EXERCISE BRIEF:
Every entry must be transcribed exactly as written.

SOURCE RECORDS:
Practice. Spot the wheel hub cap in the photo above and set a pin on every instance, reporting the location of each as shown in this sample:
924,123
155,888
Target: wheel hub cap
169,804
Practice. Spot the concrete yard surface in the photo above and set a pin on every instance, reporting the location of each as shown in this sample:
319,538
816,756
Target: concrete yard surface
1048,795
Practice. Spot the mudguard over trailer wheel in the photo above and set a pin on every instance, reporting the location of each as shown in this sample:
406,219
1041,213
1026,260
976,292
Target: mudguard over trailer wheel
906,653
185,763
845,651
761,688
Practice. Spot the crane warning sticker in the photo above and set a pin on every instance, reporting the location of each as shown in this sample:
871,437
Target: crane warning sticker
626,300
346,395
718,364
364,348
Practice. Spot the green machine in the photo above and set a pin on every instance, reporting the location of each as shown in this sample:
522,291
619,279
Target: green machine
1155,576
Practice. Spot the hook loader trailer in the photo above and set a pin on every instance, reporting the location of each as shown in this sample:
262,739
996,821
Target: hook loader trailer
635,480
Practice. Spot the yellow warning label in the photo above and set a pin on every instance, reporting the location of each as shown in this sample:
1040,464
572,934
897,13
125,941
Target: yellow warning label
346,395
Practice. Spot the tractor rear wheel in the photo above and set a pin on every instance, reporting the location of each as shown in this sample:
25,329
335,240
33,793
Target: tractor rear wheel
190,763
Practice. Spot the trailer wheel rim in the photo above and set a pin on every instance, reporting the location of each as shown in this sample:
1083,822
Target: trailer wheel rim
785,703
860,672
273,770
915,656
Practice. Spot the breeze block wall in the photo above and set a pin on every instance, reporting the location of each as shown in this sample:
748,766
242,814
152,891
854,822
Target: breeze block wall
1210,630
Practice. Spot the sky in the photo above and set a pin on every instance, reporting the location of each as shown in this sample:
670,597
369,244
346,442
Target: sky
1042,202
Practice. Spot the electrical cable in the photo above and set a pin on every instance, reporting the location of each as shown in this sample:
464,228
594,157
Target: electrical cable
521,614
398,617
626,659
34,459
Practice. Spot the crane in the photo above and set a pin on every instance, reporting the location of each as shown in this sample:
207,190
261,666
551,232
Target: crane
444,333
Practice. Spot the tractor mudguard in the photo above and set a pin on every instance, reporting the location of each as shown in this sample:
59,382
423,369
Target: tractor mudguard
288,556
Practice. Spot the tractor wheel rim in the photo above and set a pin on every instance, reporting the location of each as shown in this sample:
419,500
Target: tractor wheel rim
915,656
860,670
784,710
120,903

YOUR SOLUTION:
Practice. Spot the wheel hub cap in the photo above and set a pin on every instance, reporting the location of each as shown in this sample:
924,123
155,888
Target: wheel hub cap
169,804
Practice. Spot the concrete yard surface in the photo above and set a pin on every instance, reporting the location of each as shown in this sample:
319,538
816,756
Target: concrete yard surface
1048,795
Practice. Spot the mudguard over trailer wheel in the photo above and set a pin on every instance, reporting the location of each as shown in this sample:
406,219
1041,213
1026,260
976,292
Target: mudguard over trailer wheel
906,653
185,763
845,651
761,688
Practice. Spot the crane warning sticker in the photo above and set a pin on every instance, reporting the location of each as shown in this sample:
871,437
Target: crane warning sticker
626,300
346,395
718,364
364,348
Practice. Spot the green machine in the photo above and set a pin on every instance, reporting the location of each as shown in this sample:
522,291
619,279
Target: green machine
1155,576
Practice. Spot the hook loader trailer in the photo above and set a pin on every instance, reporting the location of each as shown in this sample:
262,739
996,821
Target: hook loader trailer
635,480
Practice. Spot the yellow warning label in the photo above and set a pin on every instance, reporting the location of each as shown in this sample:
1040,464
572,934
897,13
125,941
Target: yellow warning label
346,395
Practice. Spot the tractor rear wheel in the photo above and set a pin on every instance, reporting the location of each as shown in this sample:
25,329
335,240
33,793
Target: tractor rear wheel
190,763
Practice. Spot the trailer wheel rim in the photo above and set a pin on every instance, reporting the location of each as shown in this sample:
1083,822
Target: trailer wheel rim
785,703
860,672
273,770
915,656
Practice. Spot the breeze block wall in the photo above and set a pin on every instance, reporting the location of each as shown in this sample:
748,766
242,814
152,891
854,822
Target: breeze block wall
1210,630
Practice. Spot the sky in the photo above and set a pin on every instance, reporting the location of each as shown in this sample:
670,597
369,244
346,442
Target: sky
1042,202
Practice. Spot the electrical cable in the photo above and set a pin on every instance, reporting the location of each as shown in this sample:
464,228
594,157
Target: electrical cable
521,614
398,617
626,659
34,459
Practice. Spot the crane in the photo above and set a pin on every instance, reporting the location of each as shown in this sample:
207,190
261,666
551,232
Target: crane
444,333
Practice. Spot the tractor mudguard in the photo above and set a pin on every instance, reporting the location of each as shown in this sample:
59,382
423,369
Target: tractor mudguard
288,556
Practice. Spot the tractor wheel rim in the photo above and set a pin on every instance, reporting the location of each as shown in this sample:
419,500
Target: tractor wheel rim
915,656
860,670
784,710
120,903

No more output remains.